_What to produce_.
Duplicate the stretch of the listing that opens with the line containing "Return the outline of every instance of the woman's" and closes with the line containing "M 50 272 L 42", both end lines included, reproducing every character unchanged.

>> BEGIN Data listing

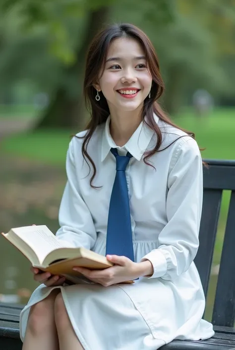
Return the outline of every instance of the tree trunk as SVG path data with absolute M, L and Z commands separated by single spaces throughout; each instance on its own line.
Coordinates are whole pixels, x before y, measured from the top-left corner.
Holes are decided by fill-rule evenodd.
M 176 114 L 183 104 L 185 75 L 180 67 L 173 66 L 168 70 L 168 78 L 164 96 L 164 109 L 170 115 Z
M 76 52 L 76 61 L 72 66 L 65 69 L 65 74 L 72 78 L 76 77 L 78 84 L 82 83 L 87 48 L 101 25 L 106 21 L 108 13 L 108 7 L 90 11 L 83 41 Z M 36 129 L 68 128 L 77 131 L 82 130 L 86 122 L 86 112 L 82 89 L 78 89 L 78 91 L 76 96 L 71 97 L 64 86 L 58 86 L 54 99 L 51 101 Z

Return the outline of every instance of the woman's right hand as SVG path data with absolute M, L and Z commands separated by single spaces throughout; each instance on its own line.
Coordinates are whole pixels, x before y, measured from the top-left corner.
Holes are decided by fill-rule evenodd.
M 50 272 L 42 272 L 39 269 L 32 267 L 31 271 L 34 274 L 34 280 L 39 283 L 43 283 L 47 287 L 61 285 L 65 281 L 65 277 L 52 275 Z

>> END Data listing
>> BEGIN Data listing

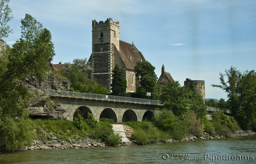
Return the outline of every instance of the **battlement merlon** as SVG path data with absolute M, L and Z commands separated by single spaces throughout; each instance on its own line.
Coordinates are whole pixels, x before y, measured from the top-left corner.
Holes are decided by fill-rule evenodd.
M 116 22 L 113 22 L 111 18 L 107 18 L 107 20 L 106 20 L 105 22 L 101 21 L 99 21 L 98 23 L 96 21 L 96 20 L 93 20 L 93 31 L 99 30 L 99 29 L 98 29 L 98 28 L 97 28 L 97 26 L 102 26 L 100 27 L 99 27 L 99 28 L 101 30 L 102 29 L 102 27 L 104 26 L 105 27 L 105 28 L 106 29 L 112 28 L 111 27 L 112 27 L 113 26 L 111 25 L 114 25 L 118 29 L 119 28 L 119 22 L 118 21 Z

>> END Data listing

_Exercise response_.
Return the outline of every instance of the woman's right hand as SVG path data with absolute M, L and Z commands separated by single spaces throughout; each instance on its own line.
Coordinates are whole pixels, x before y, measured from the top-left corner.
Holes are decided by fill-rule evenodd.
M 50 272 L 42 272 L 39 269 L 32 267 L 31 271 L 34 274 L 34 280 L 39 283 L 43 283 L 47 287 L 61 285 L 65 281 L 65 277 L 52 275 Z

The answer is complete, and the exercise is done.